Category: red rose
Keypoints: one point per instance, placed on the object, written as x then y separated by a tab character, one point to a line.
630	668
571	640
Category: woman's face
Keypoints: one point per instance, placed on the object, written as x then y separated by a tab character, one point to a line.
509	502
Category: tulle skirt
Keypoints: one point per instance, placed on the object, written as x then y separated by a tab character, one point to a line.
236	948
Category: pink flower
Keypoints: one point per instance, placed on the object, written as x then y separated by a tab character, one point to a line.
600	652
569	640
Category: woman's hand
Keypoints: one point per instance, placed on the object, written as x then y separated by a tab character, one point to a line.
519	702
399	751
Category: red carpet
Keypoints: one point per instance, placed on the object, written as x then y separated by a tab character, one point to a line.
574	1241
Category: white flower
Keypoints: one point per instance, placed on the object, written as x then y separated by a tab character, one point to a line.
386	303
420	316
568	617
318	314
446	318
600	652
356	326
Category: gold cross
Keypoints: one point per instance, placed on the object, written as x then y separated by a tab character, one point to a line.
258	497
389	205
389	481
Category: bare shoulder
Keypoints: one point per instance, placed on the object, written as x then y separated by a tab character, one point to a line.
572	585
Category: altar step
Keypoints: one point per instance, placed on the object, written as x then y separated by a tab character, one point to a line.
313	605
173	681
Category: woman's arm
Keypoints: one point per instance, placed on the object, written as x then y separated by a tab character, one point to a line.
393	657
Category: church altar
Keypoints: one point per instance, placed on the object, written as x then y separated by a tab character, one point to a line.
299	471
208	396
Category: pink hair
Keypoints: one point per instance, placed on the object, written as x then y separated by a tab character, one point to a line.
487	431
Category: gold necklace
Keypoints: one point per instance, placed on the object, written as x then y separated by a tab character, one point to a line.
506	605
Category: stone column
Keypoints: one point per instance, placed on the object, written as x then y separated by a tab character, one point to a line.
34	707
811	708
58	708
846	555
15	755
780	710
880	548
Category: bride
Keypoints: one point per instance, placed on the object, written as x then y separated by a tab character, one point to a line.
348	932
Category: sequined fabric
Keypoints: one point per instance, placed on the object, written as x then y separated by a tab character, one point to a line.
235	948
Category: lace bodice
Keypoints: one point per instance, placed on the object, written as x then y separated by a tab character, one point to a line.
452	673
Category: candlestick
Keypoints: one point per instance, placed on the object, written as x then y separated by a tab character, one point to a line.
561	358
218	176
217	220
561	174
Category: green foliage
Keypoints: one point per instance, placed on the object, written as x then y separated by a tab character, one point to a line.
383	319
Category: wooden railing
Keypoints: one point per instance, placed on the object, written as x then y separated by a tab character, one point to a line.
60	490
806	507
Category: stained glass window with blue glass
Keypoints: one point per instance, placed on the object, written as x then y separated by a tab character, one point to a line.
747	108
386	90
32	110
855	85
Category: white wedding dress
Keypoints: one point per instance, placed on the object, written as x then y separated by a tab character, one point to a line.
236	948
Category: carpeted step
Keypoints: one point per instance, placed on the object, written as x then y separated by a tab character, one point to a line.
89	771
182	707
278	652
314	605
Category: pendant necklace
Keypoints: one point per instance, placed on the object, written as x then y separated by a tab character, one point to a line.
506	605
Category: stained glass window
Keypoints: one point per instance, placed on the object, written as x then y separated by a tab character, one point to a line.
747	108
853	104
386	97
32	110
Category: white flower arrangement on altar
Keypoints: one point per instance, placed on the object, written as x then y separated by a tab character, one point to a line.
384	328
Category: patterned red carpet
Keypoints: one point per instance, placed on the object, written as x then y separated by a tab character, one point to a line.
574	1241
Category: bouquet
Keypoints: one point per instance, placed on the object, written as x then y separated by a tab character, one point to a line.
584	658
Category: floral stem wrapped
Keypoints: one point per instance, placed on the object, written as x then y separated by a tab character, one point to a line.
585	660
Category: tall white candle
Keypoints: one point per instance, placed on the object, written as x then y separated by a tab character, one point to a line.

● ● ● ● ● ● ●

# [Problem]
Using only the listing above, restate exactly the lines from the line containing "Category: red carpet" through the line containing "Category: stone column", both included.

# [Response to the task]
Category: red carpet
Keypoints: one point per instance, placed on the object, written as x then y separated by a tab character, one point to a line.
574	1241
Category: white flower
Keypoints: one point per instance, placed on the object, written as x then y separated by a tab character, one point to a line.
386	303
420	316
568	617
318	314
446	318
600	652
356	326
Category: gold cross
Keypoints: one point per instance, placed on the object, written as x then y separated by a tab character, one point to a line.
258	497
389	205
389	481
Category: bare shoulder
Keypoints: one point per instance, placed on the object, written as x then y separated by a tab character, one point to a line.
572	585
Category: altar step
Keypoints: one point per instance, placed on the object, written as x then y separated by a tab character, one point to a line.
313	605
173	681
Category: woman's arm
Keypoints: one point per instance, placed on the object, written as x then y separated by a tab character, one point to a line.
393	657
Category: church altar
Keypoints: one point per instance, placed on the object, written as x then y separated by a tab character, one point to a line.
299	471
208	396
Category: pink hair
Keypoints: one point per instance, placed on the object, written as x then y separated by a tab character, one point to a line.
487	431
Category: gold necklace
Keypoints: one point per instance, placed on the object, written as x then y separated by a tab character, one point to a line.
506	605
Category: stone column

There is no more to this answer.